EXERCISE:
The job is to output each record again, character for character.

PROVIDED RECORDS:

--------------------------------

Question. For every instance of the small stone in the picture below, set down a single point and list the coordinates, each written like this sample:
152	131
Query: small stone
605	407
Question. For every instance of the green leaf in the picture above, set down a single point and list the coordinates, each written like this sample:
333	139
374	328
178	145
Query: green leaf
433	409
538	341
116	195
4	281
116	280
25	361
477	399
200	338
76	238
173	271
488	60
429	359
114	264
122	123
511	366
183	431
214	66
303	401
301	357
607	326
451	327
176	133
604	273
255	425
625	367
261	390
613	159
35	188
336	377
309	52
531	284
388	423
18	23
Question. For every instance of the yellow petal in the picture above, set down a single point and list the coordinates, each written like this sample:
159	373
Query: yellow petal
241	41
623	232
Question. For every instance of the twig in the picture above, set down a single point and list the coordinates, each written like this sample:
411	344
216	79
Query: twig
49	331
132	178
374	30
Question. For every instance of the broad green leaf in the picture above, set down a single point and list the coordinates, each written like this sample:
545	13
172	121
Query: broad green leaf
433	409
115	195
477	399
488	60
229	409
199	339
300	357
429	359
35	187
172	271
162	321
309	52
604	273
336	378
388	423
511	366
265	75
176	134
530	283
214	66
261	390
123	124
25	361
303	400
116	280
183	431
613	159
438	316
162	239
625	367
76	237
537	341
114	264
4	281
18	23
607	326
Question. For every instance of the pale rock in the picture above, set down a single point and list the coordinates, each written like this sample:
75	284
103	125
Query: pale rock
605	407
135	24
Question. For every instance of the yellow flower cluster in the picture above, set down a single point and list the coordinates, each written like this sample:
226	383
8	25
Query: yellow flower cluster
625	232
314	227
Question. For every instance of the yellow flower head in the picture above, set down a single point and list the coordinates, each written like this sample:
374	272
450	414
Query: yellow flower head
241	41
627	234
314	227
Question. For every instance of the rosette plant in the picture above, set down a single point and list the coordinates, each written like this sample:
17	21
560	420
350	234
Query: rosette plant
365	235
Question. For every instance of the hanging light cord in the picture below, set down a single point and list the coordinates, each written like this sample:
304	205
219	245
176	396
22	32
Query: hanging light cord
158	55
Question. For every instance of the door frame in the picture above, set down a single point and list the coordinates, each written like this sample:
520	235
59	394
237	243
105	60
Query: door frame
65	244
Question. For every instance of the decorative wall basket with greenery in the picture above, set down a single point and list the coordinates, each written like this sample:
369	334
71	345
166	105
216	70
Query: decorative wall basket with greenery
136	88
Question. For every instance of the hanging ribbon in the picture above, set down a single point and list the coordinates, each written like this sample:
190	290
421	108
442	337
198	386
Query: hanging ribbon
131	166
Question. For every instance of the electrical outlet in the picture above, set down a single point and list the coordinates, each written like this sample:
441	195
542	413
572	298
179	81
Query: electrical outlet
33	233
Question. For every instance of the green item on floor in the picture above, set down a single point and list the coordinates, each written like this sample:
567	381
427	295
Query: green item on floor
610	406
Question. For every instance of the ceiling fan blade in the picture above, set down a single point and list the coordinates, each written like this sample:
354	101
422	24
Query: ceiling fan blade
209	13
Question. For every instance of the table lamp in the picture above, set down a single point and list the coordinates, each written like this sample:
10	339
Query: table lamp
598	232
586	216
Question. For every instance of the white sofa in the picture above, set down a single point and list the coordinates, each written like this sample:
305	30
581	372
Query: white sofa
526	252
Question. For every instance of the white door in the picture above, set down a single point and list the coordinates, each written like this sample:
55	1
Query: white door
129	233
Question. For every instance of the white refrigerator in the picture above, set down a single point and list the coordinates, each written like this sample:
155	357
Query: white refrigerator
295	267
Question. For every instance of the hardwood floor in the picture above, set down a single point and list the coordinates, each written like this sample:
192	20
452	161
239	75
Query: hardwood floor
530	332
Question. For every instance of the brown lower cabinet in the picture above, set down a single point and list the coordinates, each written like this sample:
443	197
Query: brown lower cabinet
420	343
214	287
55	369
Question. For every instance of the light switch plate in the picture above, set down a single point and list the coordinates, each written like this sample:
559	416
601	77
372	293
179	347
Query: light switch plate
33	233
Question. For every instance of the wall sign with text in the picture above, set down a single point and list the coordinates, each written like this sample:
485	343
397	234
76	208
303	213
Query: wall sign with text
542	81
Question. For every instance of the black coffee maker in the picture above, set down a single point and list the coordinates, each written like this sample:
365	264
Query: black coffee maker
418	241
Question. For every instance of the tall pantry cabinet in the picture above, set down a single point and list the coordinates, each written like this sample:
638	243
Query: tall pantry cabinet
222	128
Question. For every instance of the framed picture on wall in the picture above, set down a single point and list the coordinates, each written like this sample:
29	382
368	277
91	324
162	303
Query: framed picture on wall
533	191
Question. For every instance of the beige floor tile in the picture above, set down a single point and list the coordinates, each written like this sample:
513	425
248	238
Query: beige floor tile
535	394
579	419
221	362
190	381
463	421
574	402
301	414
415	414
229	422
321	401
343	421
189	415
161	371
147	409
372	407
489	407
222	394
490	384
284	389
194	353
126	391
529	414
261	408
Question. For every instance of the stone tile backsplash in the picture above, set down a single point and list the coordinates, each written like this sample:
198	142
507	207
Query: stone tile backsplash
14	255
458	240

--------------------------------

YOUR SOLUTION:
Question. For every instance of the small stone in the picture below, set down a single point and list the coordinates, each written like this sample:
152	131
Query: small stone
605	407
Question. For every instance of the green leaf in the picture above, set down a single point and list the coordinates, each written like this sample:
333	139
374	328
178	145
Query: green leaf
433	409
538	341
116	195
4	281
116	280
25	361
477	399
200	338
76	238
173	271
488	60
429	359
114	264
122	123
511	366
183	431
214	66
303	401
301	357
607	326
451	327
176	133
604	273
255	425
625	367
261	390
613	159
35	188
336	377
309	52
531	284
388	423
18	23
Question. For every instance of the yellow petal in the picture above, set down a single point and list the coordinates, each written like this sample:
159	373
Query: yellow petal
241	41
623	232
Question. For every instance of the twig in the picture above, set down a single point and list the coordinates, each written like this sample:
411	344
216	79
Query: twig
49	331
132	178
374	30
Question. For every instance of the broad green leaf in the picture above, set down a single point and list the coordinates, each written like this sample:
545	13
172	121
Query: broad green leaf
433	409
115	195
477	399
488	60
229	409
199	339
300	357
429	359
35	187
172	271
162	321
309	52
604	273
336	378
388	423
511	366
265	75
176	134
530	283
214	66
261	390
123	124
25	361
303	400
116	280
183	431
613	159
438	316
162	239
625	367
76	237
537	341
114	264
4	281
18	23
607	326
Question. For every instance of the pale rock in the picture above, set down a single point and list the coordinates, each written like this sample:
75	284
103	125
Query: pale rock
605	407
135	24
Question. For every instance of the yellow flower cluster in the picture above, set down a single point and list the coordinates, each written like this sample:
226	383
8	25
Query: yellow flower cluster
625	232
314	227
Question. For every instance of the yellow flower head in the picture above, set down a single point and list the coordinates, each written like this sample:
374	272
450	414
Query: yellow flower head
241	41
627	234
314	227
Question. For every instance of the rosette plant in the picture above, set down a single point and list the coordinates, each written like this sample:
17	21
560	420
350	234
Query: rosette plant
365	235
Question. For every instance of the hanging light cord in the picture below, set down a single point and list the coordinates, each written like this sample:
304	205
219	245
176	396
22	32
Query: hanging light cord
158	55
Question. For every instance of the door frame in the picture above, set down a single point and list the coordinates, each written like this sample:
520	235
59	394
237	243
105	60
Query: door frame
65	244
Question. For every instance of the decorative wall basket with greenery in the picture above, set down a single point and list the coordinates, each written like this sample:
369	334
71	345
166	105
216	70
Query: decorative wall basket with greenery
136	88
Question. For every instance of the hanging ribbon in the picture above, set down a single point and list the coordinates, each written like this sample:
190	290
421	108
442	337
198	386
Query: hanging ribbon
131	166
Question. For every instance of the electrical outlet in the picture above, set down a single point and list the coordinates, each written like this sample:
441	195
542	413
572	298
179	81
Query: electrical outlet
33	233
Question. For every instance of the green item on floor in the picture above, set down a single point and list the coordinates, each written like this sample:
567	381
427	295
Query: green item on floor
610	406
Question. For every instance of the ceiling fan blade in the picture above, set down a single point and list the coordinates, each written like this sample:
354	101
422	24
Query: ceiling fan blade
209	13
Question. For every instance of the table lamp in the picture above, set down a single point and list the coordinates, each written like this sample:
10	339
Query: table lamp
598	232
586	216
Question. For every instance of the white sofa in the picture above, set down a single point and list the coordinates, each written like this sample:
305	30
581	372
Query: white sofa
526	252
Question. For every instance of the white door in the picture above, set down a single point and list the coordinates, each written like this sample:
55	1
Query: white door
129	233
Question. For every instance of the white refrigerator in the picture above, set down a single point and list the coordinates, each written like this sample:
155	357
Query: white refrigerator
295	267
Question. For every instance of the hardwood floor in the picture above, set down a single point and list the coordinates, each written like this sample:
192	20
452	161
239	75
Query: hardwood floor
530	332
Question. For every instance of the brown lower cabinet in the picture above, set down a single point and list the coordinates, each written like this sample:
443	197
Query: brown lower cabinet
420	343
214	287
55	369
Question. For every instance of the light switch plate in the picture above, set down a single point and list the coordinates, each written like this sample:
559	416
601	77
372	293
179	347
Query: light switch plate
33	233
Question. For every instance of the wall sign with text in the picture above, set down a single point and list the coordinates, each written like this sample:
485	343
397	234
76	208
303	213
Query: wall sign with text
542	81
Question. For every instance of the black coffee maker in the picture above, set down a single point and list the coordinates, each written like this sample:
365	264
Query: black coffee maker
418	241
Question. For every instance of the tall pantry cabinet in the picture above, set down a single point and list the coordinates, each written like this sample:
638	243
Query: tall pantry cabinet
222	128
Question. For every instance of the framed picture on wall in the picture above, set down a single point and list the coordinates, each written like this sample:
29	382
368	277
91	324
162	303
Query: framed picture on wall
533	191
Question. For every instance of the beige floor tile in the picture above, set down a single point and list the coordinates, each written like this sample:
513	425
248	238
Query: beige floor tile
535	394
579	419
221	362
190	381
463	421
574	402
301	414
415	414
229	422
321	401
343	421
189	415
161	371
147	409
372	407
489	407
222	394
490	384
284	389
194	353
126	391
529	414
261	408
Question. For every instance of the stone tile backsplash in the picture above, set down a single point and list the coordinates, each written like this sample:
198	142
507	207
Query: stone tile backsplash
14	255
458	240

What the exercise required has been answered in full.